Extracted data

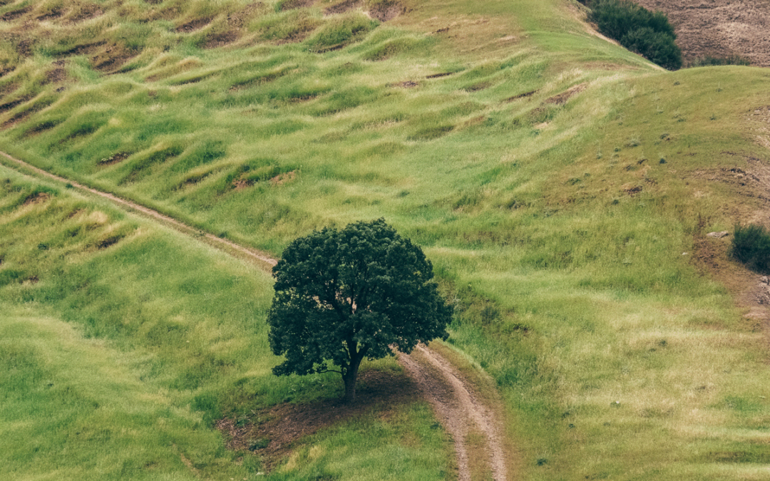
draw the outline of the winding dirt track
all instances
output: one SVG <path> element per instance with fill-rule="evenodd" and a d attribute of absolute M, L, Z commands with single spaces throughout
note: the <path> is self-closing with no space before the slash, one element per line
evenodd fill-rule
<path fill-rule="evenodd" d="M 55 175 L 4 152 L 0 152 L 0 154 L 15 164 L 17 169 L 23 168 L 38 175 L 65 182 L 75 189 L 106 199 L 120 207 L 159 221 L 230 255 L 256 260 L 266 270 L 277 263 L 275 259 L 257 249 L 244 247 L 211 233 L 203 232 L 144 205 Z M 446 358 L 427 346 L 420 345 L 410 355 L 400 353 L 398 359 L 406 372 L 415 380 L 423 396 L 433 406 L 444 429 L 451 436 L 457 457 L 459 480 L 472 481 L 471 473 L 480 468 L 483 471 L 490 472 L 494 481 L 507 481 L 508 469 L 502 441 L 503 426 L 495 409 L 483 400 L 474 387 L 463 378 Z M 483 435 L 485 445 L 483 451 L 488 459 L 470 459 L 466 439 L 473 433 L 480 433 Z M 472 466 L 476 469 L 472 469 Z"/>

Written request
Gather every line of the listing above that contains the string "element". Copy each such line in full.

Complete response
output: one SVG <path> element per instance with fill-rule="evenodd" and a d attribute of absolute M, L, Z commands with single spaces throughout
note: the <path> is self-closing with no space before the slash, one element per line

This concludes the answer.